Document extract -
The Swarm consists of four small subs that are intended to be distributed around the room.  They are all driven by one central shelf-mounted amplifier.   The idea is, each individual sub inevitably generates a room-interaction oeak-and-dip pattern, just like any other sub does.  But these peak and dip patterns change dramatically with sub (or listener) location.  So with the Swarm, you have four dissimilar peak-and-dip patterns summing at any given listening location. 

The net result is far smoother than any one of these patterns could have been without EQ, and this smoothness holds up much better at different listening positions around the room than it would with one or two equalized subs.  And "smooth bass" = "fast bass", as it is the peaks in the response that make a subwoofer sound slow (the ear has poor time-domain resolution at low frequencies, so group delay is not nearly as bad as it looks "on paper").

Credit to Earl Geddes for the distributed multisub concept.

The single central amplifier is rated at one kilowatt and has a steep (24 dB per octave) lowpass filter, which is important because we don't want audible lower midrange energy leaking through the subs, especially those that are far away from the main speakers.   The amp also has a single band of parametric EQ, useful for addressing any remaining issue.   Since the Swarm results in much less spatial variation (that is, variation in frequency response from one location to another within the room), any remaining problem is likely to be global rather than local, and therefore a good candidate for correction via EQ.

One additional characteristic of the Swam modules is what I call "room gain compensation" tuning.  This is where the target curve for the subwoofer, before the room's effects, is approximately the inverse of typical room gain due to boundary reinforcement.   Room gain due to boundary reinforcement is typically 3 dB per octave, so the Swarm modules approximate a gentle 3 dB per octave rolloff trend from 100 Hz down to 20 Hz.    This is more gentle than is practical for an unequalized sealed box, so we use a vented box tuned to give this response.   It seems to work quite well.  I don't know why more subwoofer manufacturers don't do something like this... if a subwoofer starts out "flat", it will almost always end up with too much energy way down low after the room comes into play, and too much energy way down low = subjectively "slow" bass.

In the event that you get more boundary reinforcement in your room than our room gain compensation tuning was designed for, you can reverse the polarity of one if the subs (which may be beneficial anyway just from the standpoint of response smoothness), and/or you can plug the port on one (or more) of the subs, converting it into a low-Q sealed box.   So the system is unusually flexible.

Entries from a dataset

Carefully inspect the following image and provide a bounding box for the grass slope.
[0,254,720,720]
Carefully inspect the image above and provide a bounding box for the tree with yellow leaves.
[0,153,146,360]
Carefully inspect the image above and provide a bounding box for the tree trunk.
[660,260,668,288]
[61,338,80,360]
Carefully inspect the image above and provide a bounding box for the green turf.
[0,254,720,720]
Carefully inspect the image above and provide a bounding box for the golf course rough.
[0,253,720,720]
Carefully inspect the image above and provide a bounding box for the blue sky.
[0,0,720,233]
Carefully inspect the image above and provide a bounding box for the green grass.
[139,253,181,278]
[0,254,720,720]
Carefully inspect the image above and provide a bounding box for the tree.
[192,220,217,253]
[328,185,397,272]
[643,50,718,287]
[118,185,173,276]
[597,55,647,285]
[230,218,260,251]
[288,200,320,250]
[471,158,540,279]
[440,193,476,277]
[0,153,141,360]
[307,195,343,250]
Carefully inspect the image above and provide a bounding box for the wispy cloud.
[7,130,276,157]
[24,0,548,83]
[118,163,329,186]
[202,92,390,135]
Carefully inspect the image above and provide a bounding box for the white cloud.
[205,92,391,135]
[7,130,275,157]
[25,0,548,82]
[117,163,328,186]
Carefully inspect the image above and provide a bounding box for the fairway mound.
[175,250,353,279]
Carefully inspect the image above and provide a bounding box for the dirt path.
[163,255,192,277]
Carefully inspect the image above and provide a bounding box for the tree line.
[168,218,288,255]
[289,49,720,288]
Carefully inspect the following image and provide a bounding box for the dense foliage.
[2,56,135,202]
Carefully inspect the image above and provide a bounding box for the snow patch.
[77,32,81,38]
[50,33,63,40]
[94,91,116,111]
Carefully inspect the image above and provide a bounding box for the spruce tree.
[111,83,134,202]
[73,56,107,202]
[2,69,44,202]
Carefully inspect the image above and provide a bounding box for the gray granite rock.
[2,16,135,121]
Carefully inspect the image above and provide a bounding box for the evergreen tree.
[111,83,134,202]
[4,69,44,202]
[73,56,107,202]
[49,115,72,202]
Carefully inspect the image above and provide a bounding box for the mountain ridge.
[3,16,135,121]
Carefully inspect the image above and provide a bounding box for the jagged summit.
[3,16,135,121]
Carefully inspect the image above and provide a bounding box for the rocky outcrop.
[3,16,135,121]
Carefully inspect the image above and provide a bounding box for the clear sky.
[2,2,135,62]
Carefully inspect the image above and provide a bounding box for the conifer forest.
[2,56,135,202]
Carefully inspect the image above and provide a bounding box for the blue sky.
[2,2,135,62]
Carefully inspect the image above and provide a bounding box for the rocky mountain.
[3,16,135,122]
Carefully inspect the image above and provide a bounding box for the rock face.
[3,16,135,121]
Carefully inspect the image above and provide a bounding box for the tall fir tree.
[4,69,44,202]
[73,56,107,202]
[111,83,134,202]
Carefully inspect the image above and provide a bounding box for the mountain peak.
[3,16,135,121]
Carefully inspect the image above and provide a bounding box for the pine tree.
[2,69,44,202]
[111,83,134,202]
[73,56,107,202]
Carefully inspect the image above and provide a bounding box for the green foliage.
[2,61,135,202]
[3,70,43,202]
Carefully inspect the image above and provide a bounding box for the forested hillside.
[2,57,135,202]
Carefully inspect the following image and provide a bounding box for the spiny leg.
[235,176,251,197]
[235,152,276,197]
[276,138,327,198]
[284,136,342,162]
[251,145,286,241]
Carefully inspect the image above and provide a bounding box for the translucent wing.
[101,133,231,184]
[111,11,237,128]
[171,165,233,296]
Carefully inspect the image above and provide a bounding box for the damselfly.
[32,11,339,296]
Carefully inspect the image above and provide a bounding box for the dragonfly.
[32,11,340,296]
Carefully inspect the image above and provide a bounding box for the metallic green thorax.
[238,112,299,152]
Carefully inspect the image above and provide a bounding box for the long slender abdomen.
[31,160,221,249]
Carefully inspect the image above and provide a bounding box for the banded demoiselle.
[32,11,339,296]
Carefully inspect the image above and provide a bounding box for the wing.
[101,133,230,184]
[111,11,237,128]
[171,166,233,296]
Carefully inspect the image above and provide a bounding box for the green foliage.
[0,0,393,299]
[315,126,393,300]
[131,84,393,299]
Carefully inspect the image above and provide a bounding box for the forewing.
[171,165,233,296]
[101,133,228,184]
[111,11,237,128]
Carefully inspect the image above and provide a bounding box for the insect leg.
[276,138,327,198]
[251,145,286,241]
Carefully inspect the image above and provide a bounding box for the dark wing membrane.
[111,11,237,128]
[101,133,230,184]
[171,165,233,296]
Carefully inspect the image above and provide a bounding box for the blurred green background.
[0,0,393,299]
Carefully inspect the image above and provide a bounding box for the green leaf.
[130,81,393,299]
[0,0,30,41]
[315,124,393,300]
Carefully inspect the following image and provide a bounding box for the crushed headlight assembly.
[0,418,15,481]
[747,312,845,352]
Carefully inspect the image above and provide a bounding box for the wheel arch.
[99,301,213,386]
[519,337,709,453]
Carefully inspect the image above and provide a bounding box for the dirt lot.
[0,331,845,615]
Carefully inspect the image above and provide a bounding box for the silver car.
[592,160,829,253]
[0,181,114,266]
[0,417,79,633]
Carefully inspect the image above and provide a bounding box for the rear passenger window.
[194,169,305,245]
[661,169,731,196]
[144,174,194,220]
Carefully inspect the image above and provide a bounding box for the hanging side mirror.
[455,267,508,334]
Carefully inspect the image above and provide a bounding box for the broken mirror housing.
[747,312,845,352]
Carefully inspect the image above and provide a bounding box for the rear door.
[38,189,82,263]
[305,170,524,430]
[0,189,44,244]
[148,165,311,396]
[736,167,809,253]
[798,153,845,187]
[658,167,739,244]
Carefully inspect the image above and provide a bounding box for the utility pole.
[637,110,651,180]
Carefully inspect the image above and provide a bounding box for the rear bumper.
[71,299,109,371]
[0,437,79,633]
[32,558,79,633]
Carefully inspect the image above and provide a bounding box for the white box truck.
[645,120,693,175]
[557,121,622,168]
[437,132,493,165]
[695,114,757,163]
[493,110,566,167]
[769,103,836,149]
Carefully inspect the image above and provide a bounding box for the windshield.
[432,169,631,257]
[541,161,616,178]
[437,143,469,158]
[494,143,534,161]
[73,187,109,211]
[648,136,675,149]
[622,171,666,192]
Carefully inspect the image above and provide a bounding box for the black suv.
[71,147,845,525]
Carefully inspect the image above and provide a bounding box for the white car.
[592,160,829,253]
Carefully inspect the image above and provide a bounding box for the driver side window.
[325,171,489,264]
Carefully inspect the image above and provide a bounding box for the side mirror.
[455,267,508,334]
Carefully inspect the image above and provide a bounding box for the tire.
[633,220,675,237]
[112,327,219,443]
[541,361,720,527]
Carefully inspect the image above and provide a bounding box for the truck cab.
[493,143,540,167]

Stated task 1 - Resize the entries, starting with the first line of the entries and going on through the line that contains "[175,250,353,279]". Write those lines out again, requests included, with every bounding box coordinate multiplied by 0.35 and rounded to the nearest whole number, halves rounded up.
Stated task 2 - Write what comes next in the passage about the Swarm subwoofer system, picking up after its final sentence.
The passage about the Swarm subwoofer system has no connection to the entries.

Output 1 -
Carefully inspect the following image and provide a bounding box for the grass slope.
[0,89,252,252]
Carefully inspect the image above and provide a bounding box for the tree with yellow leaves.
[0,54,51,126]
Carefully inspect the image above and provide a bounding box for the tree trunk.
[231,91,234,101]
[21,118,28,126]
Carefully inspect the image above and provide a bounding box for the green turf.
[0,89,252,252]
Carefully inspect the image above and provide a bounding box for the golf course rough.
[0,89,252,252]
Carefully inspect the image above and provide a bounding box for the blue sky.
[0,0,252,82]
Carefully inspect the image above and provide a bounding box for the green grass.
[49,89,63,97]
[0,89,252,252]
Carefully inspect the image above and provide a bounding box for the tree.
[67,77,76,89]
[115,65,139,95]
[225,18,251,100]
[41,65,61,97]
[209,19,226,100]
[81,76,91,88]
[101,70,112,88]
[165,55,189,98]
[154,68,167,97]
[0,54,49,126]
[107,68,120,88]
Carefully inspect the image above and provide a bounding box for the wispy cloud.
[2,46,97,55]
[8,0,192,29]
[41,57,115,65]
[71,32,137,47]
Carefully inspect the image above and provide a bounding box for the white cloud.
[72,32,137,47]
[2,46,96,55]
[9,0,192,29]
[41,57,115,65]
Carefully inspect the image above and provide a bounding box for the fairway mound.
[61,88,124,98]

Output 2 -
I'm not sure that description qualified as "brief"!
Title: Re: Swarm receives "Editor's Choice Award", TAS 2/15 issue
Post by: lowtech on 11 Feb 2015, 10:31 pm
For a guy who "gets it", he has some rather odd theories about how speakers sound best - when listened to outside.  Perhaps he not aware that a listening room is something that should help a speaker sound good rather than act as a determent.  Maybe he's not familiar with the concept.  Also seems that theory is at odds with your Swarm approach.  (Maybe his theory has changed since I stopped reading what he had to say a few years back.)
Title: Re: Swarm receives "Editor's Choice Award", TAS 2/15 issue
Post by: Vapor Audio on 11 Feb 2015, 10:41 pm
Good for you Duke, congrats!  Here's hoping the accolades bear you much fruit.
Title: Re: Swarm receives "Editor's Choice Award", TAS 2/15 issue
Post by: JLM on 12 Feb 2015, 12:14 am
Question:  Who originated the swarm concept, Earl Geddes or Floyd E. Toole (while working for the Canadian Research Council)?
Title: Re: Swarm receives "Editor's Choice Award", TAS 2/15 issue
Post by: Mike B. on 12 Feb 2015, 01:15 am
Somewhere up about Bob Crump is smiling :D
Title: Re: Swarm receives "Editor's Choice Award", TAS 2/15 issue
Post by: Duke on 12 Feb 2015, 01:30 am
Congrats, Duke.  You may not have any real competition.  I heard your "Swarm' with a pair of Sound Lab stats and the low end was as transparent as the top end.

Thank you, Jim! 

The original idea for the Swarm was indeed to do a subwoofer system that would "keep up" with planars like Maggies and Quads.   
'
Over the years I had built a bunch of different types of subwoofers looking for one that would be subjectively fast enough to blend well with dipoles, but with the chest-thumping impact that dipoles lack.   I tried sealed boxes, equalized dipoles, EBS vented boxes, aperiodics, transmission lines, isobarics, and maybe others that I can't remember right now.  None of them had the"speed" I was looking for.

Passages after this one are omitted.